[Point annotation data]
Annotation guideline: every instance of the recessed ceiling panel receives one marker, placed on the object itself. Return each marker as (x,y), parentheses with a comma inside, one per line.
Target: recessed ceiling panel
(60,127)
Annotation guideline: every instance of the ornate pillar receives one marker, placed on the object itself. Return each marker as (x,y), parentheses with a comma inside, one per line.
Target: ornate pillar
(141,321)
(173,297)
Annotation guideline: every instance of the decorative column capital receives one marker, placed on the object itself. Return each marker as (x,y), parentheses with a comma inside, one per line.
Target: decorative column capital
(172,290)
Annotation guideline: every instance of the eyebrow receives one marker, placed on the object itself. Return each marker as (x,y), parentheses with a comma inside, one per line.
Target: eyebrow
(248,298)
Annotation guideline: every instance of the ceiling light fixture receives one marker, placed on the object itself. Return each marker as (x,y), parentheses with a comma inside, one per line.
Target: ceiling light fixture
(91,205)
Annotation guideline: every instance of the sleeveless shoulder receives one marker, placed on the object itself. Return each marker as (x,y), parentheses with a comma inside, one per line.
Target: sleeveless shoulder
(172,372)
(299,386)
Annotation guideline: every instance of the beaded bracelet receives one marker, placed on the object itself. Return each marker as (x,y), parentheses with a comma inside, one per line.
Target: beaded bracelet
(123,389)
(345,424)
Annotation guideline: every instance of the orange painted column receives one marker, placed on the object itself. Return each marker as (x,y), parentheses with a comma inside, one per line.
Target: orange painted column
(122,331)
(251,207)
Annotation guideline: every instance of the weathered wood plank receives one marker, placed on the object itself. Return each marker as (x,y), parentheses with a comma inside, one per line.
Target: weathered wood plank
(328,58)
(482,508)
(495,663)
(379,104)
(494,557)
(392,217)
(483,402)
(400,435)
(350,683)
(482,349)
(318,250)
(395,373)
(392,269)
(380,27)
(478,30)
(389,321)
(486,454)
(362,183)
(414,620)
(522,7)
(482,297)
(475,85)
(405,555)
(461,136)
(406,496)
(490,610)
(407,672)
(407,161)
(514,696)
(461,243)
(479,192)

Stated problem: Copy the rows above word for word, starting with the line that contains "Annotation guideline: every instance of the weathered" and continuing through the final line of the rows, including both of those lines.

Reply:
Annotation guideline: every instance of the weathered wood plank receives one marker, placed on the object itself. Return each marker as (x,y), parentheses with a comma inside, one per line.
Target: weathered wood plank
(328,58)
(482,508)
(495,663)
(379,104)
(494,557)
(392,217)
(483,402)
(400,435)
(350,683)
(482,349)
(318,250)
(395,373)
(392,269)
(380,27)
(478,30)
(389,321)
(486,454)
(362,183)
(414,620)
(522,7)
(482,297)
(475,85)
(405,555)
(461,136)
(406,496)
(490,610)
(407,672)
(407,161)
(514,696)
(461,243)
(479,192)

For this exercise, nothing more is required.